-- START Exercise inputs --

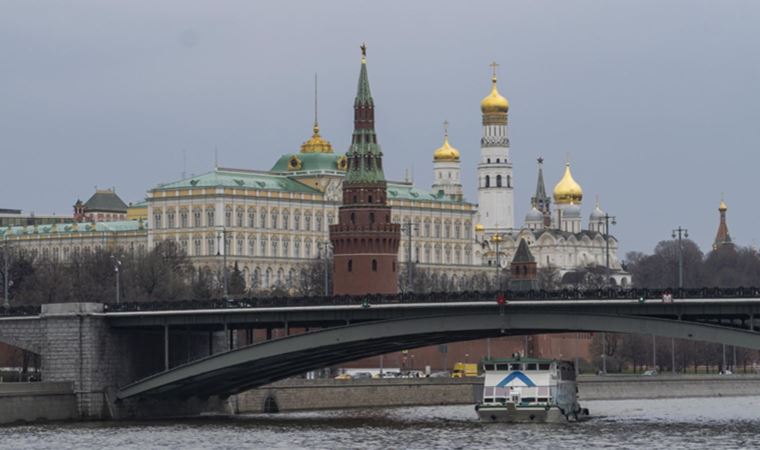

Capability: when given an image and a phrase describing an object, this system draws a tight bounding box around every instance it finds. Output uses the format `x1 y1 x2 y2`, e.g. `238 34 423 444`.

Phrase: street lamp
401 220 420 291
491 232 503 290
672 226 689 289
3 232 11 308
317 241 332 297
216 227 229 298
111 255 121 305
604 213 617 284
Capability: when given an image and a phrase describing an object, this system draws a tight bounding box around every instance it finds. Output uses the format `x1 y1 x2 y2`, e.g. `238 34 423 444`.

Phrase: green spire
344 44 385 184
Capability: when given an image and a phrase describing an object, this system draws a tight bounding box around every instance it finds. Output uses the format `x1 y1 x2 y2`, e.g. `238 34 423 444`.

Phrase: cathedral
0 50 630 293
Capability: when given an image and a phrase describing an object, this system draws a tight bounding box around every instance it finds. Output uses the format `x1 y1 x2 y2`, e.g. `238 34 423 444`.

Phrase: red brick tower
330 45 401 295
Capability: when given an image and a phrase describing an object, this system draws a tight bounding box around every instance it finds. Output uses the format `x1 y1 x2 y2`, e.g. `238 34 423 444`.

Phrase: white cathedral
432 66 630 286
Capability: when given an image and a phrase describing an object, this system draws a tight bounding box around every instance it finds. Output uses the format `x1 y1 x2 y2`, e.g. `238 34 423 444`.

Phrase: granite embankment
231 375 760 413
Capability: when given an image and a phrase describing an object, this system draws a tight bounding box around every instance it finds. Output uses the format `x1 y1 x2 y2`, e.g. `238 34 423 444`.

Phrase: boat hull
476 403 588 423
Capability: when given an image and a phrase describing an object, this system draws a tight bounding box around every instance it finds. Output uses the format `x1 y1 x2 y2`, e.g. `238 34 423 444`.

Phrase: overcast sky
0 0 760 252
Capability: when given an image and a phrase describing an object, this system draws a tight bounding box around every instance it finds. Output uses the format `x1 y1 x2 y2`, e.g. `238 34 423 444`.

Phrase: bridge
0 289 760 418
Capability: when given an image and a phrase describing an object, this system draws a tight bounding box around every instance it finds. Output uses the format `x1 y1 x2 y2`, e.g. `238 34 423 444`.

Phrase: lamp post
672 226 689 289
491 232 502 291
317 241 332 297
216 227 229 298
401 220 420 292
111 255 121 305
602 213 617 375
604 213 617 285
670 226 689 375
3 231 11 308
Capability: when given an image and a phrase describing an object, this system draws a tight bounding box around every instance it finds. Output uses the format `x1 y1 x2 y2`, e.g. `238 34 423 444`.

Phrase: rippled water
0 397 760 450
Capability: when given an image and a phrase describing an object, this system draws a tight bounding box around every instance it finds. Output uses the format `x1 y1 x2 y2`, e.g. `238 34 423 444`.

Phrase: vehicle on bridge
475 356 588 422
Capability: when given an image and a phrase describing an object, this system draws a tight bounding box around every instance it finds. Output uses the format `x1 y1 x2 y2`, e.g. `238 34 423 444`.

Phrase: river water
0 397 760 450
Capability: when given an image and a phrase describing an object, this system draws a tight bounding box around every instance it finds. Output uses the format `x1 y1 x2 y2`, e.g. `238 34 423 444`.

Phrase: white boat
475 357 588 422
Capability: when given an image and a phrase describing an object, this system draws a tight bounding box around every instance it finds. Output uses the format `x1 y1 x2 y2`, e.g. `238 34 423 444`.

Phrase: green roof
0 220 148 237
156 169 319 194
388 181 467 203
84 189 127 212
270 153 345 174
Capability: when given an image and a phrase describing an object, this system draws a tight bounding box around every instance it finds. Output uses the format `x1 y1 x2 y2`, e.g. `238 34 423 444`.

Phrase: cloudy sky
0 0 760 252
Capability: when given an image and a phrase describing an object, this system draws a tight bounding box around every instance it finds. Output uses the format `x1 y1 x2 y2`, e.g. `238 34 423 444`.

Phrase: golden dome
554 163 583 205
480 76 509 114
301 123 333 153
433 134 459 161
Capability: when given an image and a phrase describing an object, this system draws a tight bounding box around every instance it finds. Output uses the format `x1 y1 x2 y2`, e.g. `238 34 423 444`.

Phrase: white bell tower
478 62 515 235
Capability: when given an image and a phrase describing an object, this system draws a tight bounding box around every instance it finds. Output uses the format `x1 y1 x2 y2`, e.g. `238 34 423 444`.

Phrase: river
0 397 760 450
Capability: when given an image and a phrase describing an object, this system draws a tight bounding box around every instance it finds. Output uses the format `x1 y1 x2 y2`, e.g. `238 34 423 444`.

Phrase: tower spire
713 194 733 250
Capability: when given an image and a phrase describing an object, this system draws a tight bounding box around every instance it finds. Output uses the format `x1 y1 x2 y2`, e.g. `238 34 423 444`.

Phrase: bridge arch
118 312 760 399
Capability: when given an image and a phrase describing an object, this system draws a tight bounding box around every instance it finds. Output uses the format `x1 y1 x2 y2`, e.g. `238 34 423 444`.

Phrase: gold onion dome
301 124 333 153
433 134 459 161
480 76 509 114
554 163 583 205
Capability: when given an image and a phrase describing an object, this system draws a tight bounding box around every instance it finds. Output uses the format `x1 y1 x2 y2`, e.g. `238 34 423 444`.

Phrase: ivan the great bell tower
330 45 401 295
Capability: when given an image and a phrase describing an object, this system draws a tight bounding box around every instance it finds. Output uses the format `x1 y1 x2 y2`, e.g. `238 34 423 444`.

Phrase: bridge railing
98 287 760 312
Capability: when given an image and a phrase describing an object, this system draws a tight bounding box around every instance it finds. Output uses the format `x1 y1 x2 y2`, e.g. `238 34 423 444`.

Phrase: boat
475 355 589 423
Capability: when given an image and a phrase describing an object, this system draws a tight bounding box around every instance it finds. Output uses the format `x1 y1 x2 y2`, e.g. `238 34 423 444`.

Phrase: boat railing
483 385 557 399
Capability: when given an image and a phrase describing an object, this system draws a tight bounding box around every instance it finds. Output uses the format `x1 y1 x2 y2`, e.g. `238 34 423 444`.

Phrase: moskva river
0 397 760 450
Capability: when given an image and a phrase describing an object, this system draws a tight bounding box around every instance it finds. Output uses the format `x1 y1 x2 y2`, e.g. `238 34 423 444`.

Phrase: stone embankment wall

-- END Exercise inputs --

◆ Work instructions: Find every line in the entries above that contains the string "boat" and copy each of those lines.

◆ Result of the exercise:
Phrase: boat hull
Phrase: white boat
Phrase: boat
Phrase: boat railing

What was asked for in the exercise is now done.